**Listing**
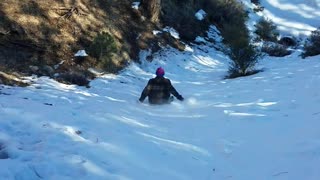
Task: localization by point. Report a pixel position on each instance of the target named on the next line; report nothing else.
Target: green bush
(243, 60)
(312, 45)
(102, 48)
(266, 30)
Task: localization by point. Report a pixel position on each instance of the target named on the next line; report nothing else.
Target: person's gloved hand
(180, 98)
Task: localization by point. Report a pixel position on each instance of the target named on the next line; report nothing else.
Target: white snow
(135, 5)
(81, 53)
(259, 127)
(292, 17)
(200, 15)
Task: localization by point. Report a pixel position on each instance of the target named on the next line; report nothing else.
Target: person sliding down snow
(159, 89)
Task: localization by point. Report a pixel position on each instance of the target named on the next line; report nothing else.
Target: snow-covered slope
(259, 127)
(292, 17)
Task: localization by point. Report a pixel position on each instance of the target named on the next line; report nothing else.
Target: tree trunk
(152, 9)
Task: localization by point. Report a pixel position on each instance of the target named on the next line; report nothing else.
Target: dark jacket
(158, 91)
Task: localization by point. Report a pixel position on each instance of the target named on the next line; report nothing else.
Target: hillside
(36, 36)
(259, 127)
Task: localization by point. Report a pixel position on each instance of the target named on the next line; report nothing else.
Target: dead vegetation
(45, 33)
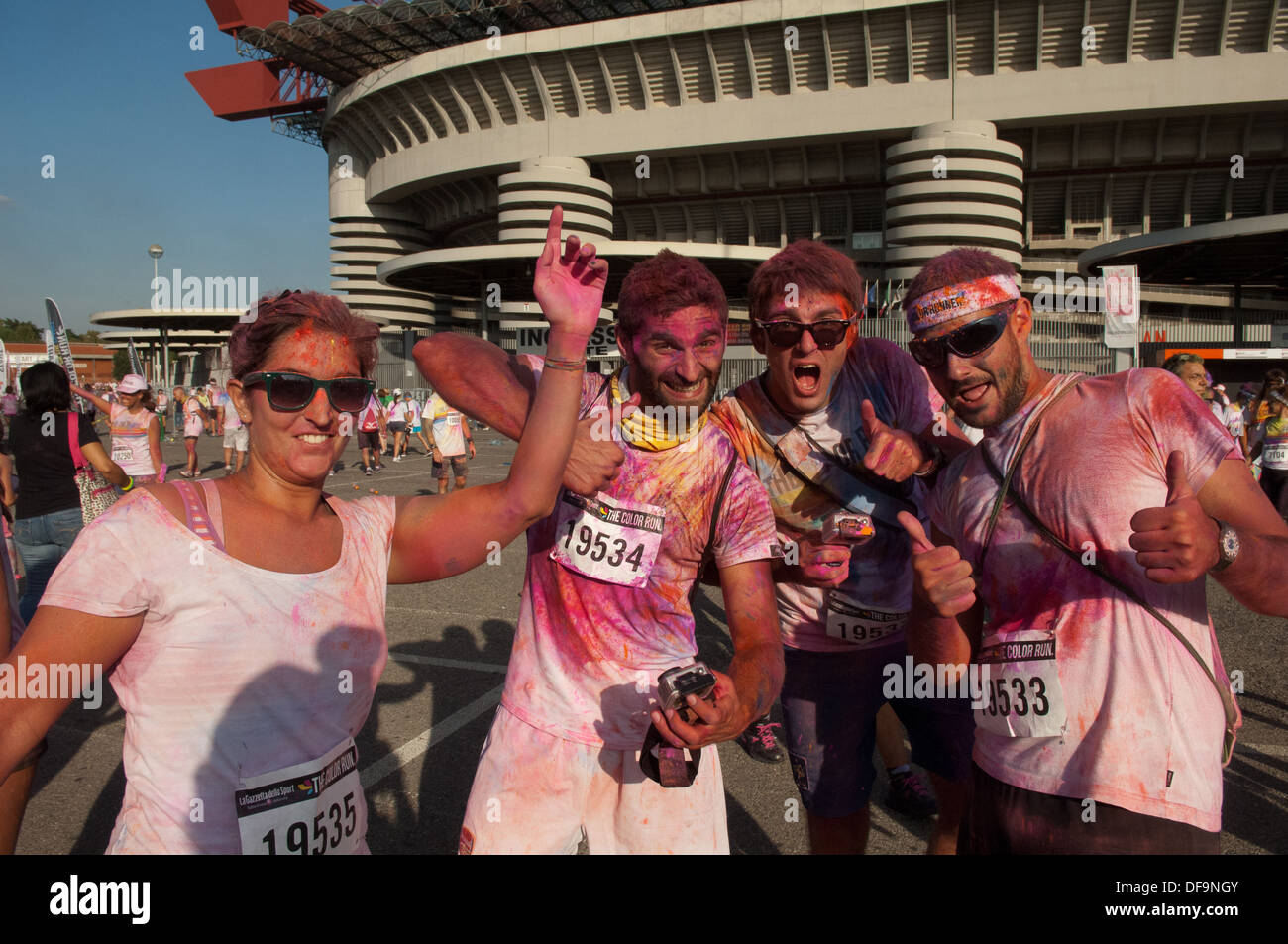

**Set exercise**
Write out all the entries above line by line. Shift every coordinate pair given as an answer by adding 46 to both of its numbers, keep every other line unchanged, and leave the pictures out.

**Complete response**
Task: localization by point. Report a pixel position on each instance of the target named on the next line; report nothing else.
Target: green bush
(289, 106)
(358, 91)
(148, 94)
(312, 76)
Task: localization by point. Report a pixel position on each instance of the target named on the next line; report nothing else.
Target: person's gloved hand
(226, 144)
Task: localization by point. Report a pixel position on each instance of the target named on the next line; report nothing else.
Target: white snow
(181, 51)
(127, 99)
(305, 173)
(338, 63)
(246, 61)
Task: localization by point. Report a pixel position on each instance of the target named on the next line; report nothing else.
Target: person sliding down snow
(205, 135)
Task: localization by point. Report a pixel position on each instance of the target named on the next line; report nothing else.
Target: snow-covered slope
(305, 173)
(338, 63)
Task: localization by point. Report a pixel position on each instance of the target named on the next line; report nothing else.
Target: tree trunk
(198, 55)
Task: localization by point. Report a pixel position on each instance of the target named on the next line; report nothing else.
Target: dark jacket
(204, 137)
Task: localization by point. Report a pixel position on each instance of the target named on the next line; report nothing else.
Target: hillside
(82, 82)
(305, 173)
Task: localization by point. Report a pixel position on each instance of the target named on the next line; report nothing else.
Target: dead vegetation
(91, 79)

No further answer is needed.